* _Task instructions_
Reproduce the entries below from the line with "Practice step: point at the stone column" through the end of the entries, keeping every request line unchanged. Scale each coordinate in the answers by 0.65 and round to the nearest whole number, with halves rounded up.

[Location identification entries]
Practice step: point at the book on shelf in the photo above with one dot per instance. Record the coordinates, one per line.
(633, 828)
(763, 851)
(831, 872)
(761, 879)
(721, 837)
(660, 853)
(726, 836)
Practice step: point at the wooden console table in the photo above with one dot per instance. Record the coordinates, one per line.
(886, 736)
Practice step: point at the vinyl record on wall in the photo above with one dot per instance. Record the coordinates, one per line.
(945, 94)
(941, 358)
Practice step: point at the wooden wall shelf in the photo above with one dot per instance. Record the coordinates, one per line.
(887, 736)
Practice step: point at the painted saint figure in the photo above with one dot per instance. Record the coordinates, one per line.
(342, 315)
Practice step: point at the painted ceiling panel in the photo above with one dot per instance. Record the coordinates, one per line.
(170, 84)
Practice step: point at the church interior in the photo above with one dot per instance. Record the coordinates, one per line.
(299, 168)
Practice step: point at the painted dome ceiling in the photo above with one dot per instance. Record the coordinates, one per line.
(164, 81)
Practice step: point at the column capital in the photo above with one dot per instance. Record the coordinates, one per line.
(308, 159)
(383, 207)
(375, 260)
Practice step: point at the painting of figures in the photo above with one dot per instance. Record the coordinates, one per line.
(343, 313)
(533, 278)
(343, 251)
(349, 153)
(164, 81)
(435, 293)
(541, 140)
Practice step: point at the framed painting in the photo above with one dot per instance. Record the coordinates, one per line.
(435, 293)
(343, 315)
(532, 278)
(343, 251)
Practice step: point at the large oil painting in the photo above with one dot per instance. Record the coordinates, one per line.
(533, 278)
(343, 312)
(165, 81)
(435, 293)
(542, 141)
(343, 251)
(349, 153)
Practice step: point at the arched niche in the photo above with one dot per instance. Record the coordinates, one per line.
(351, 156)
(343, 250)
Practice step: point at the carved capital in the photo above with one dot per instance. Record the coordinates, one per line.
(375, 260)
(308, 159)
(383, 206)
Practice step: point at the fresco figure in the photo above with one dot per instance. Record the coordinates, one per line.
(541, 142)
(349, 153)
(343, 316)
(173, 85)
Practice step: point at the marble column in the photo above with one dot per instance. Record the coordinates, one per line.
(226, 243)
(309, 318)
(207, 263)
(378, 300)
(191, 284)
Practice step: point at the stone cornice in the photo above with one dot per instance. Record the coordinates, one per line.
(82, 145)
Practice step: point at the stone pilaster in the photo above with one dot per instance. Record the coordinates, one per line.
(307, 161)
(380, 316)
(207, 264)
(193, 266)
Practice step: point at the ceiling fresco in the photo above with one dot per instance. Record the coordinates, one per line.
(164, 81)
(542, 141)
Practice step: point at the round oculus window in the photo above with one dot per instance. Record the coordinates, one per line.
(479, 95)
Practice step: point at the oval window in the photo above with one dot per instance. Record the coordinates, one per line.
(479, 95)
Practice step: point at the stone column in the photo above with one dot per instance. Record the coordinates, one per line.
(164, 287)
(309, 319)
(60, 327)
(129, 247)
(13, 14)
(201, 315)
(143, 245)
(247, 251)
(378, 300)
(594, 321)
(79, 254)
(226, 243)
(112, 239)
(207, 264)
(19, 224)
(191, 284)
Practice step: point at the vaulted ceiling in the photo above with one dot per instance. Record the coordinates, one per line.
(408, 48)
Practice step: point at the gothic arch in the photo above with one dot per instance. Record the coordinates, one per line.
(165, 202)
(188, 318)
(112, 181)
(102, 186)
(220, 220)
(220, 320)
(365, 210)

* _The output_
Practice step: point at the stone column in the photo above with one dot per instance. Record the coordinates, one per line.
(107, 187)
(201, 207)
(39, 213)
(84, 161)
(8, 9)
(131, 205)
(93, 159)
(161, 163)
(246, 195)
(386, 209)
(51, 165)
(147, 158)
(73, 155)
(135, 172)
(12, 146)
(124, 185)
Practice step: point at the vaulted ceiling in the photo above with one dot per instance. Record the coordinates, one per line.
(265, 31)
Practice step: point at the gothic arch in the photo above with one dot per instance. Record the coordinates, one per line.
(107, 131)
(122, 207)
(73, 118)
(66, 121)
(143, 143)
(143, 208)
(237, 137)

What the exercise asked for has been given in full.